**Your tasks**.
A. Answer these questions using the Squid thread.
(i) What reason does Ghassan give for building the script?
(ii) On which directive does Amos suggest using ACLs?
(iii) Which header do iPhones or Google Chrome check for before sending a byte-range request?
B. For each statement, decide whether the Squid thread supports it, and quote the words that settle it.
(i) Ghassan says his script is fully finished.
(ii) Amos says proxies on the path are expected to drop hop-by-hop headers.
(iii) Ghassan plans to move the script from PHP to Java.
C. Extend the Squid thread with a further paragraph that follows on from its final sentence.

**Supplied passage**.
=======

Re: Squid with PHP & Apache

Ghassan Gharabli <sounarose@xxxxxxxxxxxxxx> · Wed, 27 Nov 2013 06:30:28 +0200

On Tue, Nov 26, 2013 at 5:30 AM, Amos Jeffries <squid3@xxxxxxxxxxxxx> wrote:
> On 26/11/2013 10:13 a.m., Ghassan Gharabli wrote:
>>  Hi,
>>
>> I have built a PHP script to cache HTTP 1.X 206 Partial Content like
>> "WindowsUpdates" & Allow seeking through Youtube & many websites .
>>
>
> Ah. So you have written your own HTTP caching proxy in PHP. Well done.
> Did you read RFC 2616 several times? your script is expected to to obey
> all the MUST conditions and clauses in there discussing "proxy" or "cache".
>

Yes , I have read it and I will read it again , but the reason i am
building such a script is because internet here in Lebanon is really
expensive and scarce.

As you know Youtube is sending dynamic chunks for each video . For
example , if you watch a video on Youtube more than 10 times , then
Squid fill up the cache with more than 90 chunks per video , that is
why allowing to seek at any position of the video using my script
would save me the headache .

>
>
> NOTE: the easy way to do this is to upgrade your Squid to the current
> series and use ACLs on the range_offset_limit directive. That way Squid
> will convert Range requests to normal fetch requests and cache the
> object before sending the requested pieces of it back to the client.
> http://www.squid-cache.org/Doc/config/range_offset_limit/
>
>

I have successfully supported HTTP/206, if the object is cached and my
target is to enable Range headers, as I can see that iPhones or Google
Chrome check if the server has a header Accept-Ranges: Bytes then they
send a request bytes=x-y or multiple bytes like bytes=x-y,x-y .

>> I am willing to move from PHP to C++ hopefully after a while.
>>
>> The script is almost finished , but I have several question, I have no
>> idea if I should always grab the HTTP Response Headers and send them
>> back to the borwsers.
>
> The response headers you get when receiving the object are meta data
> describing that object AND the transaction used to fetch it AND the
> network conditions/pathway used to fetch it. The cachs job is to store
> those along with the object itself and deliver only the relevant headers
> when delivering a HIT.
>
>>
>> 1) Does Squid still grab the "HTTP Response Headers", even if the
>> object is already in cache or Squid has already a cached copy of the
>> HTTP Response header . If Squid caches HTTP Response Headers then how
>> do you deal with HTTP CODE 302 if the object is already cached . I am
>> asking this question because I have already seen most websites use
>> same extensions such as .FLV including Location Header.
>
> Yes. All proxies on the path are expected to relay the end-to-end
> headers, drop the hop-by-hop headers, and MUST update/generate the
> feature negotiation and state information headers to match its
> capabilities in each direction.
>
>

Do you mean by Yes , for grabbing the Http Response Headers even if
the object is already in cache, so therefore latency of network is
always added even if MISS or HIT situation?. I have tested Squid and I
have noticed that reading HIT objects from Squid takes about 0.x ms,
which I believe objects are always offline until expiry occurs.Right?

=======

**Data provided**.

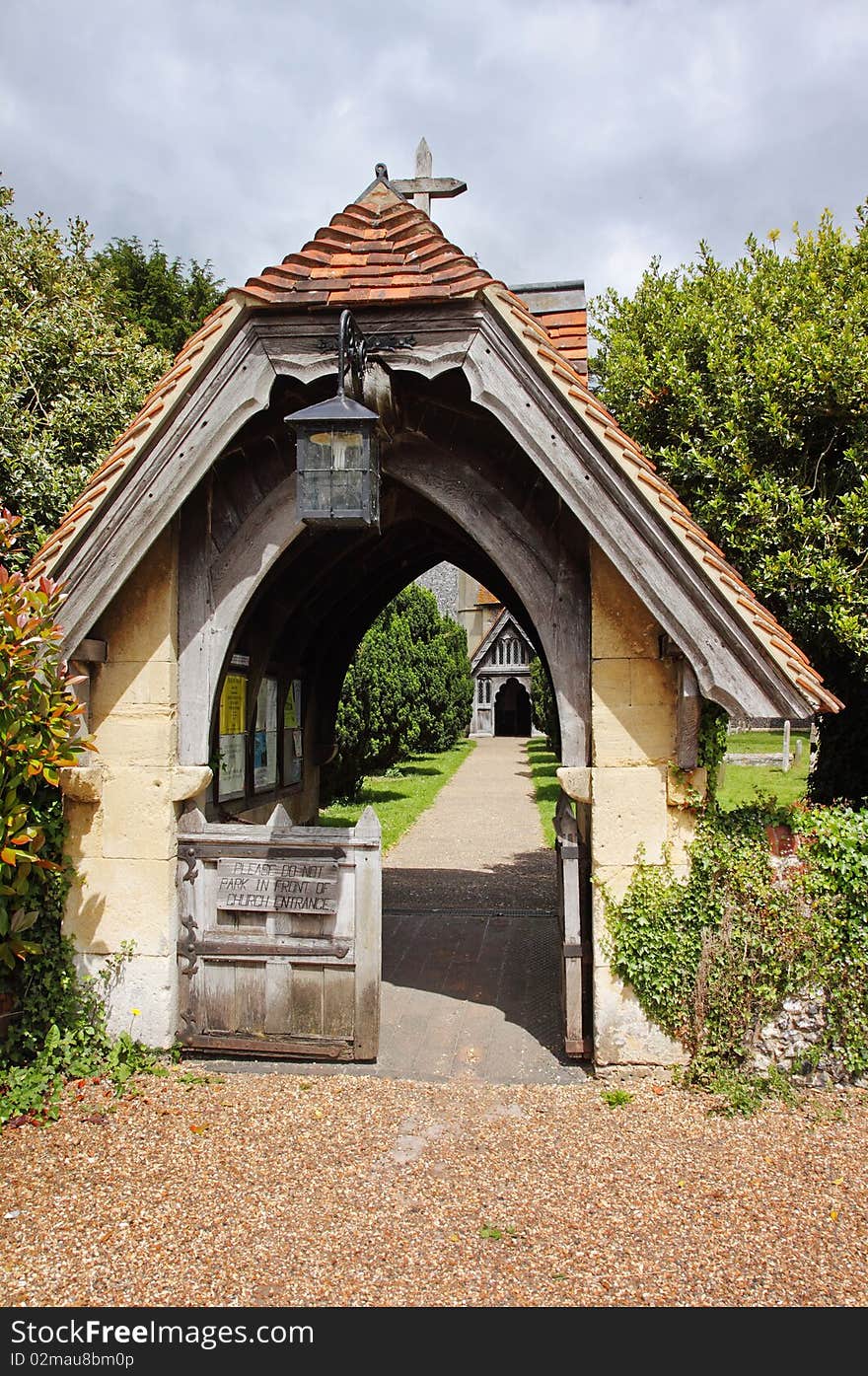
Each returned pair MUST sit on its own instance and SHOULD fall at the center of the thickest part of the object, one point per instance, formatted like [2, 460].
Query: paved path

=======

**Responses per task**.
A.
(i) Internet in Lebanon is really expensive and scarce.
(ii) The range_offset_limit directive.
(iii) Accept-Ranges: Bytes.

B.
(i) No. "The script is almost finished"
(ii) Yes. "drop the hop-by-hop headers"
(iii) No. "I am willing to move from PHP to C++"

C.
Till now I am using $http_response_headers as it is the fastest method
by far , but I still have an issue with latency as for each request
the function takes about 0.30s, which is really high, even if my
network latency is 100~150 ms. That is why I have thought that I could
possibly grab the HTTP Response Headers for the first time and store
them, so if the URI was called for a second time, then I would send
them the cached Headers instead of grabbing them again , to eliminate
the network latency. But I still have an issue ... How am i going to
know if the website sends HTTP/302 (because some websites send
HTTP/302 for the same requested file name ), if I am not grabbing the
header again in a HIT situation just to improve the latency. Second
issue is Saving headers of CDN.

>>
>> 2) Do you also use mime.conf to send the Content-Type to the browser
>> in case of FTP/HTTP or only FTP ?
>
> Only FTP and Gopher *if* Squid is translating from the native FTP/Gopher
> connection to HTTP. HTTP and protocols relayed using HTTP message format
> are expected to supply the correct header.
>
>>
>> 3) Does squid compare the length of the local cached copy with the
>> remote file if you already have the object file or you use
>> refresh_pattern?.
>
> Content-Length is a declaration of how many payload bytes are following
> the response headers. It has no relation to the servers object except in
> the special case where the entire object is being delivered as payload
> without any encoding.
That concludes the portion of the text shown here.